++++ EXTRACT ++++

Happy Foods (Present Perfect) 2014 Toronto Fringe Review

happy foodsEli inherited his father’s grocery store, the titular Happy Foods. He’s not happy, but that isn’t the point; Eli lives a life of overlapping and interconnected obligations (to his family, to his community, to his employees…) and his father’s legacy is just one component. As the people in his orbit begin to find their own legs and pull in new directions, Eli’s way of life — and the assumptions he’s made about the way the world works — will come under threat. This Toronto Fringe Festival show explores the agony, the debris, and the aftermath of his new normal.

Let’s come straight to it: the more I watched this show, the more objectionable it became.

I didn’t like the way that so much exposition is delivered through Our Townish asides: this feels lazy, telling rather than showing. “This is my sister”; couldn’t you have communicated this more elegantly? “She’s funny”; I disagree.

I didn’t like what I considered an obvious lack of research into both the setting and characters. So much of this production felt handwaved that, by ten minutes into the show, I found I simply didn’t care whether these stereotypes lived or died.

I didn’t like the fact that so much of the drama and plot development in this show seemed to amount to rehashing the same questions over and over again (we get it! responsibility is hard!) — or that the squishy ending (deus ex taxicab?) makes it all irrelevant.

++++

STATED GOAL A ▸ In the rows, take the part that opens with the line containing "Objective: provide one point per instance of the bathroom" and runs through the end of the rows, and give it again with "curtain rod" replaced by "window blind" and all else unchanged. Return only those lines.

++++ INPUT ++++

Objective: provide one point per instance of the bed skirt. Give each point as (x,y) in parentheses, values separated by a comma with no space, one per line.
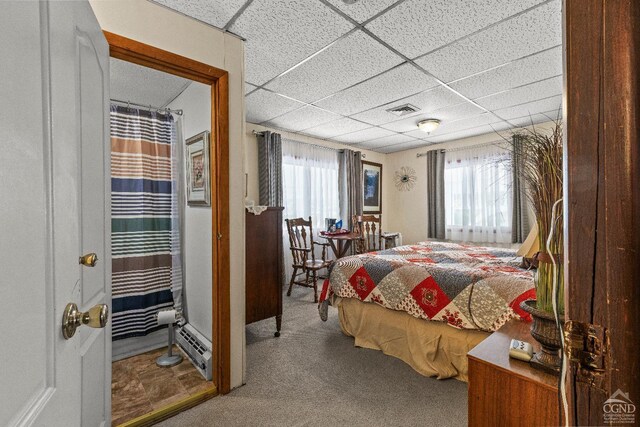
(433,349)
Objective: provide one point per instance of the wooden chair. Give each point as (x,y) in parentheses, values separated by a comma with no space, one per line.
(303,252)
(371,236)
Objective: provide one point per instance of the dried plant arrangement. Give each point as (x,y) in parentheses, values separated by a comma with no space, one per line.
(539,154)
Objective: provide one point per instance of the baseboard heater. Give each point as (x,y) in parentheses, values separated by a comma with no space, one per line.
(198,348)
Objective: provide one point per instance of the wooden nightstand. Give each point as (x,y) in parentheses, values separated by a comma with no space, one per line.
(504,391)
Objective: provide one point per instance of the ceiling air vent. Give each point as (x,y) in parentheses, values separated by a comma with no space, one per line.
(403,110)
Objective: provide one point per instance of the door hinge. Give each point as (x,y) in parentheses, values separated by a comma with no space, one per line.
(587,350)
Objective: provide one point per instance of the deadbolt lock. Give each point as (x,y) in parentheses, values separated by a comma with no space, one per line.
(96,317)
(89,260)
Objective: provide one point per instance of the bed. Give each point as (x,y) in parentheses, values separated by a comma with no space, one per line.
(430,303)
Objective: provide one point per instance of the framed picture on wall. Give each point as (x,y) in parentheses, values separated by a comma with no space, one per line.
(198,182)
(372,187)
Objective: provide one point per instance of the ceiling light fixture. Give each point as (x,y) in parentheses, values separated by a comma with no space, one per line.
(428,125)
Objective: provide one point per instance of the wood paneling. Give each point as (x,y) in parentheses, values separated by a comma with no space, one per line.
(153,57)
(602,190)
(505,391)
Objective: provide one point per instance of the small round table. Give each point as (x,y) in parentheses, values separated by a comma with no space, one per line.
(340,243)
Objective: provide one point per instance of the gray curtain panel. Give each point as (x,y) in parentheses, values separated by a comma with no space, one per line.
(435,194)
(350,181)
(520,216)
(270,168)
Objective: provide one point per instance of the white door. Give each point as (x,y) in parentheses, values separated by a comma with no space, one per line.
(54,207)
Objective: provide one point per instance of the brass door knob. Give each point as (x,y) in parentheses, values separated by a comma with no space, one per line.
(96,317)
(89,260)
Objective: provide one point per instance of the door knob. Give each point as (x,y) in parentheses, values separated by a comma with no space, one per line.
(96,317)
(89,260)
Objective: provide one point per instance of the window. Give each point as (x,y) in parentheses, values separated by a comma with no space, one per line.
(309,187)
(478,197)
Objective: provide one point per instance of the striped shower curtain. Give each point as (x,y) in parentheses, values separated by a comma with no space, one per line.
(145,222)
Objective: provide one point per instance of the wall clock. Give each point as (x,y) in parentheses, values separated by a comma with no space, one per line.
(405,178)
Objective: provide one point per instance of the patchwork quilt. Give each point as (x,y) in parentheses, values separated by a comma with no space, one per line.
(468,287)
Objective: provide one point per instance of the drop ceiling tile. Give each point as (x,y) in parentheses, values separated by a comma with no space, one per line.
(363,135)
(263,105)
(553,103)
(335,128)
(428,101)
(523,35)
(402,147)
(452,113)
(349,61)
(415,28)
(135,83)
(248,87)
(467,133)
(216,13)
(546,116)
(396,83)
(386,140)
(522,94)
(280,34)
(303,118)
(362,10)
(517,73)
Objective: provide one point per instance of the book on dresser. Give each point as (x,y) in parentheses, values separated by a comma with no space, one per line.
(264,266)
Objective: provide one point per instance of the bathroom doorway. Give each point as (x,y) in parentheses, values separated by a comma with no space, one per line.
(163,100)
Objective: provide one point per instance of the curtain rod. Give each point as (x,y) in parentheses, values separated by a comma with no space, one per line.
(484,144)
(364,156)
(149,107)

++++

STATED GOAL B ▸
State whether each statement agrees with the Happy Foods review, and support each answer by quoting the deciding words.
(i) Eli inherited the grocery store from his mother.
(ii) The reviewer found the show more objectionable the longer they watched it.
(iii) The reviewer agreed that Eli's sister is funny.

CORRECT RESPONSE A ▸
Objective: provide one point per instance of the bathroom doorway. Give each point as (x,y) in parentheses, values separated by a comma with no space, one per line.
(163,100)
Objective: provide one point per instance of the window blind. Give each point as (x,y) in parentheses, values separated by a comma with no space, one per line.
(484,144)
(364,156)
(149,107)

CORRECT RESPONSE B ▸
(i) No: "Eli inherited his father’s grocery store"
(ii) Yes: "the more I watched this show, the more objectionable it became."
(iii) No: "“She’s funny”; I disagree."